## Data for processing
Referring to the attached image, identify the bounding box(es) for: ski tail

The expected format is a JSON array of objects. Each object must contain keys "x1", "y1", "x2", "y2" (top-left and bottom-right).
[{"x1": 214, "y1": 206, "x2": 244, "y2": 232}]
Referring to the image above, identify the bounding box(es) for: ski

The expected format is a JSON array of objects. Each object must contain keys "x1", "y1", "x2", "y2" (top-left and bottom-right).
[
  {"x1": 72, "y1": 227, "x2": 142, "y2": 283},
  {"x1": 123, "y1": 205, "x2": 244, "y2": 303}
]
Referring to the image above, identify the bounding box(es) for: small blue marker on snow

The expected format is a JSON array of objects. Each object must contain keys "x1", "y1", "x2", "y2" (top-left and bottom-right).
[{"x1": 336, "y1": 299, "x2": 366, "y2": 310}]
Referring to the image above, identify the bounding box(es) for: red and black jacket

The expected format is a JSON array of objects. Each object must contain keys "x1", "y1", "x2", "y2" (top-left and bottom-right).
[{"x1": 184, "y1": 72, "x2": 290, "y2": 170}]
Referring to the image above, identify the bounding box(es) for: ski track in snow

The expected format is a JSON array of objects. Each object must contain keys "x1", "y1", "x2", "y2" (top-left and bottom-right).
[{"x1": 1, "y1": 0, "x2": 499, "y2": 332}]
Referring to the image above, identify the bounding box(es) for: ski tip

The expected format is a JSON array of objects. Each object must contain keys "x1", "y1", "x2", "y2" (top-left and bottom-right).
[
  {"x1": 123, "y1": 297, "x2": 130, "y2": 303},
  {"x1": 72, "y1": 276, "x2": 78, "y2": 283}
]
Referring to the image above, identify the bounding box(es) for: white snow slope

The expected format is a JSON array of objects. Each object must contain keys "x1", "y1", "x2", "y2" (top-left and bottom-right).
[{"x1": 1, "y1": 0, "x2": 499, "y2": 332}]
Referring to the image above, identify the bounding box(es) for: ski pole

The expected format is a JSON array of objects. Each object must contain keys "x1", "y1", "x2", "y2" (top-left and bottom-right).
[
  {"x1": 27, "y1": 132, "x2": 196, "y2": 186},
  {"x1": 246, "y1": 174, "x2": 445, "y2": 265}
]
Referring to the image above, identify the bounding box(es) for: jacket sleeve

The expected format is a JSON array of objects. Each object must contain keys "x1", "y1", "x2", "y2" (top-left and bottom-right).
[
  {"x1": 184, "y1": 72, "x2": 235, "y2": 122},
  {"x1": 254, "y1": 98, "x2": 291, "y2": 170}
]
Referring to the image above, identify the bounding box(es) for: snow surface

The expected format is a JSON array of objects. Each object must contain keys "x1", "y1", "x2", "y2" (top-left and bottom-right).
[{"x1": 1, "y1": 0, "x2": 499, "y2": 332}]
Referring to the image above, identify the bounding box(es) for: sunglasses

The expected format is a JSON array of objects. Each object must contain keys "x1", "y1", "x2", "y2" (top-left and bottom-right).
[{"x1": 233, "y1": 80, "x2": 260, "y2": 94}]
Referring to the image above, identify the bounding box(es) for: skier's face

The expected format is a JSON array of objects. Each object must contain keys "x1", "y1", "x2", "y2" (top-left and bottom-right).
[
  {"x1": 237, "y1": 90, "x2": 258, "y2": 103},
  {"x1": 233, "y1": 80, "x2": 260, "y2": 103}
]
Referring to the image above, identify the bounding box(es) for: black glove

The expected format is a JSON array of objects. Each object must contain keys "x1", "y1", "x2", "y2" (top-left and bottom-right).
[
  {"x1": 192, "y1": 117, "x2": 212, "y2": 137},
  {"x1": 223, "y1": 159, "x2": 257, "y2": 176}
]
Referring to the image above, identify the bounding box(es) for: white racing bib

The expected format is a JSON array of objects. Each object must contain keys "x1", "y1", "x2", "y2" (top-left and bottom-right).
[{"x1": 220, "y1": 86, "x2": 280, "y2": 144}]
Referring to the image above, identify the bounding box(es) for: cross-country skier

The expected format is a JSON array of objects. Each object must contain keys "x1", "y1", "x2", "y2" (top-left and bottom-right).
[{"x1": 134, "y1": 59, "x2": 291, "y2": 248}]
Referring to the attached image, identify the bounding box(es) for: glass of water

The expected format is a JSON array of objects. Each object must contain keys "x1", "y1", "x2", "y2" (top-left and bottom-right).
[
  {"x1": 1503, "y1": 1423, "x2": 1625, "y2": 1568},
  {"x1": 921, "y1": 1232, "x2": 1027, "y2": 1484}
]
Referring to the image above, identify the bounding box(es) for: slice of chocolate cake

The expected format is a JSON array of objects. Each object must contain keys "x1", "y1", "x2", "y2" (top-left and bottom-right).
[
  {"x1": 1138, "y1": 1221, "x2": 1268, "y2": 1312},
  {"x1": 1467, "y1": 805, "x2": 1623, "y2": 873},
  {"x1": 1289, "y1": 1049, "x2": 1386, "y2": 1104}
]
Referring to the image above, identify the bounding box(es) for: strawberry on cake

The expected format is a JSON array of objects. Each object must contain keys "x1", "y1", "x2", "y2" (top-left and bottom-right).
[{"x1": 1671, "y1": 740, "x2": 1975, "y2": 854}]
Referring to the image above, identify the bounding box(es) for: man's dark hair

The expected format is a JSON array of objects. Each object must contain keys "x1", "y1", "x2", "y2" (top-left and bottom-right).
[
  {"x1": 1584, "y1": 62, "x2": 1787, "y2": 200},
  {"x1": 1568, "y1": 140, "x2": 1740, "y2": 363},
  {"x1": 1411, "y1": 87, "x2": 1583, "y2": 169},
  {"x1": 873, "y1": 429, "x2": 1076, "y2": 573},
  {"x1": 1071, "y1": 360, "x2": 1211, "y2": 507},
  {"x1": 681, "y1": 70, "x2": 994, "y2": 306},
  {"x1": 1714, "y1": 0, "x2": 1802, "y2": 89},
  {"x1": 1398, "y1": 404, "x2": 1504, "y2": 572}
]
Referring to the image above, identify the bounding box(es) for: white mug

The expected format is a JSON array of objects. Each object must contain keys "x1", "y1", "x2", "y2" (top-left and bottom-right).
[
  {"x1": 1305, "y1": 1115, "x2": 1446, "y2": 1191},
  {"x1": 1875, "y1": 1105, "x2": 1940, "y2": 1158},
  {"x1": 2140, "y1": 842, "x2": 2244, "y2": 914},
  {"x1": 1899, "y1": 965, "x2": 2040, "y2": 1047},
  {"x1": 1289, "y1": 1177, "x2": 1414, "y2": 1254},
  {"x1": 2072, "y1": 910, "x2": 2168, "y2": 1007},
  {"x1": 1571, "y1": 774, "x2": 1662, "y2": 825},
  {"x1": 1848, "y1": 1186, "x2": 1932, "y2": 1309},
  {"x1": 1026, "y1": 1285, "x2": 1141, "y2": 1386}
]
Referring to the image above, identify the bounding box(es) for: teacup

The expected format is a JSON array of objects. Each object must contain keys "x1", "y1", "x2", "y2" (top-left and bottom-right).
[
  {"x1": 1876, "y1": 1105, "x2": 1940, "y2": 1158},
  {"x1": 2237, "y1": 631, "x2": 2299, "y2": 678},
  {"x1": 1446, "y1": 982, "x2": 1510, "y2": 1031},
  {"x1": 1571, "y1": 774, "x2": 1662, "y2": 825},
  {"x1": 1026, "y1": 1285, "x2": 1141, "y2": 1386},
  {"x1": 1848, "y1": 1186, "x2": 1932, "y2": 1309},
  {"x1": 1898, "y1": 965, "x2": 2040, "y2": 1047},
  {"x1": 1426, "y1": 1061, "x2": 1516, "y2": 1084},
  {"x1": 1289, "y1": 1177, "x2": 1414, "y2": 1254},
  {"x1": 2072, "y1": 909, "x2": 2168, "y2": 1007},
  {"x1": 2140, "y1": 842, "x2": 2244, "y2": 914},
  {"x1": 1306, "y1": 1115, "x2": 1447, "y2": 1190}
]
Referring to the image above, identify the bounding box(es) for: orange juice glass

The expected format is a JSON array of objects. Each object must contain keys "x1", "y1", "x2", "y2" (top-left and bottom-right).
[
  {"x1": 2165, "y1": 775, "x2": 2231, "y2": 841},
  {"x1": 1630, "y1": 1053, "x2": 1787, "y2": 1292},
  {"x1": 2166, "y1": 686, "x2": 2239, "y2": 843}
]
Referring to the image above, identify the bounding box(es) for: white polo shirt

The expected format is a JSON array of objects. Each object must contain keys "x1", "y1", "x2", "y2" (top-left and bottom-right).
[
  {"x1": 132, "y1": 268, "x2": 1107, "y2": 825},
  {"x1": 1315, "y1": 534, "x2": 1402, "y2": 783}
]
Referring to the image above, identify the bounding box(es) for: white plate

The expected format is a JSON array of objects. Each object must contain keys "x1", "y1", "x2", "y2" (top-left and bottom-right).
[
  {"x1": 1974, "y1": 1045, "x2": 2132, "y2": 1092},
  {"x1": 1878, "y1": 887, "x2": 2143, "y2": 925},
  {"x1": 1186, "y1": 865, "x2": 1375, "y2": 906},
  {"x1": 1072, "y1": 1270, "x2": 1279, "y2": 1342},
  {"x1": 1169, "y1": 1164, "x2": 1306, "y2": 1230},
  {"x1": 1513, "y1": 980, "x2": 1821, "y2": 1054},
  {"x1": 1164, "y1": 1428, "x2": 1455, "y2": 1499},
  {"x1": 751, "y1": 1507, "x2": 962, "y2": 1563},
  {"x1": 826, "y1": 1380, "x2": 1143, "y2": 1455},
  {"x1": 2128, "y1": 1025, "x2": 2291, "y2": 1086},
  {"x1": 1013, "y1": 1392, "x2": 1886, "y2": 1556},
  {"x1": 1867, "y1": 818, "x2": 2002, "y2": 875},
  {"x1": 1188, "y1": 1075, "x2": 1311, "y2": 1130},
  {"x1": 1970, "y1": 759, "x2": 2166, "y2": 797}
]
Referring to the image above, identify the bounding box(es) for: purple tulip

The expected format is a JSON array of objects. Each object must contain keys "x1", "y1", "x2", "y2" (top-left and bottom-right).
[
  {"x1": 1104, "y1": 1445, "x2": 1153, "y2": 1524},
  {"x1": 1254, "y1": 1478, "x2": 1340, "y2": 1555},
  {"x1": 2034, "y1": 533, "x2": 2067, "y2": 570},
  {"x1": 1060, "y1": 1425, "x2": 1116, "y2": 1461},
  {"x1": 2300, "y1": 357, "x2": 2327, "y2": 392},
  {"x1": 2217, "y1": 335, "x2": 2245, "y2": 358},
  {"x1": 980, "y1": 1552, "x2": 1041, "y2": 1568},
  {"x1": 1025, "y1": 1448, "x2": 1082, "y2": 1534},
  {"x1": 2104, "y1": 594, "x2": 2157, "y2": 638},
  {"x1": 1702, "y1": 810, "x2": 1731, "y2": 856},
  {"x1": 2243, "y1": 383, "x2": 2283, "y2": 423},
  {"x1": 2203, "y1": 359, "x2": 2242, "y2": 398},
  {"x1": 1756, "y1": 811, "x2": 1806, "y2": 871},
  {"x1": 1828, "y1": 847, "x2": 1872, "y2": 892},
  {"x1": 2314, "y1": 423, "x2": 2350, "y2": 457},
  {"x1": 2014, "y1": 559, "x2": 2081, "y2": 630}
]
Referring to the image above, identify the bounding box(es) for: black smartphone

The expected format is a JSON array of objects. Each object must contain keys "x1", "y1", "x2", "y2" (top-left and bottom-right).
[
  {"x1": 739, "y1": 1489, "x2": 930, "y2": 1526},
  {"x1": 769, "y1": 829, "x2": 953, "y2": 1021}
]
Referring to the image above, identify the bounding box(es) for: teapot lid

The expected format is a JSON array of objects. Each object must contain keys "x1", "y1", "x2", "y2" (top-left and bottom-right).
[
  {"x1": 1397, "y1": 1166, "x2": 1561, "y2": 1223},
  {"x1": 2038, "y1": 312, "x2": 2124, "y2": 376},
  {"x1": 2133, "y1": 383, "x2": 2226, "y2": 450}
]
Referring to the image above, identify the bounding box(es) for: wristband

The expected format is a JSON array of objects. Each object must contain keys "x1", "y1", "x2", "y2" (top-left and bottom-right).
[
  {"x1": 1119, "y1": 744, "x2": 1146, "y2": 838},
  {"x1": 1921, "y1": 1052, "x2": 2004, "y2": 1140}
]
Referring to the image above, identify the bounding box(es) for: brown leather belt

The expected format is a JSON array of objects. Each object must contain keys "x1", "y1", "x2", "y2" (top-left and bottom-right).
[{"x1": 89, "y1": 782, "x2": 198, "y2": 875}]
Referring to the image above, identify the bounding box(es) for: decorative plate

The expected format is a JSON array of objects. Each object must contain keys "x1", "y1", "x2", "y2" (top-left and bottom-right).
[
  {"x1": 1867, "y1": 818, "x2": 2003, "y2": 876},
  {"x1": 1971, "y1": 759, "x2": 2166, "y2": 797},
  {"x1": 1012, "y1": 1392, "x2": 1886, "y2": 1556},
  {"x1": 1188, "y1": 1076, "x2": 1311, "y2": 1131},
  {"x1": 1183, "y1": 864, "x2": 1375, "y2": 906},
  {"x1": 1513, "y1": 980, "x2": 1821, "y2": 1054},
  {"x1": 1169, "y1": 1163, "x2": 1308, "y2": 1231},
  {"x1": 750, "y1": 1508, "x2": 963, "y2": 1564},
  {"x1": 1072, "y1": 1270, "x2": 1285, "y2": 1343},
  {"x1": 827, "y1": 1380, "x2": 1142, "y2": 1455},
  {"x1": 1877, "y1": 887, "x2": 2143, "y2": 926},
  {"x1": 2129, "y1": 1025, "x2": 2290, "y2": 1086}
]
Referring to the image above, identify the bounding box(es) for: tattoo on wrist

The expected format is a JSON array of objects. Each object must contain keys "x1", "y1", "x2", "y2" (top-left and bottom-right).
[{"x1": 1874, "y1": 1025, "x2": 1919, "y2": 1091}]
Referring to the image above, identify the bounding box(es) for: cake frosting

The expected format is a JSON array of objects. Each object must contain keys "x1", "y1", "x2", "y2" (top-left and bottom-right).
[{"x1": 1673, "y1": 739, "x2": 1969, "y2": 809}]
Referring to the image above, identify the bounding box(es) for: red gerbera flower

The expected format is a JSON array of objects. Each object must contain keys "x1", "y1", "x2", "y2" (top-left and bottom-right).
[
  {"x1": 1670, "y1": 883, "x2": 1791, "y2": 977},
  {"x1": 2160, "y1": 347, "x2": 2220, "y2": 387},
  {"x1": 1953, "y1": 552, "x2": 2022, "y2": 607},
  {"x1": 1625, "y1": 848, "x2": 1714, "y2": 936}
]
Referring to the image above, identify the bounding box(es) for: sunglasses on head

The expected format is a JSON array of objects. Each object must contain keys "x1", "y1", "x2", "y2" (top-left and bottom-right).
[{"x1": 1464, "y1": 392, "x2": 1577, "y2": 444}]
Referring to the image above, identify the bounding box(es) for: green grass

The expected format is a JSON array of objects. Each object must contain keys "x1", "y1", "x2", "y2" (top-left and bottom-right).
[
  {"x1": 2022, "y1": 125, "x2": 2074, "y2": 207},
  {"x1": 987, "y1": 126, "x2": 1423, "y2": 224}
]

## Exercise
Above are the records; copy exactly the lines from the one with "sunglasses on head" through the final line.

## Answer box
Referring to the image above, identify the bounding box(es) for: sunglasses on head

The expected format is a JSON array of objects. Each object must contain keys "x1", "y1", "x2", "y2" (top-left and bottom-right).
[{"x1": 1464, "y1": 392, "x2": 1577, "y2": 444}]
Referring to the image above, identify the bounding box(es) for: green grass

The expected format is a JSON array of objects. Each object must contain keys "x1", "y1", "x2", "y2" (top-left and bottom-right).
[
  {"x1": 2022, "y1": 125, "x2": 2074, "y2": 207},
  {"x1": 987, "y1": 126, "x2": 1423, "y2": 224}
]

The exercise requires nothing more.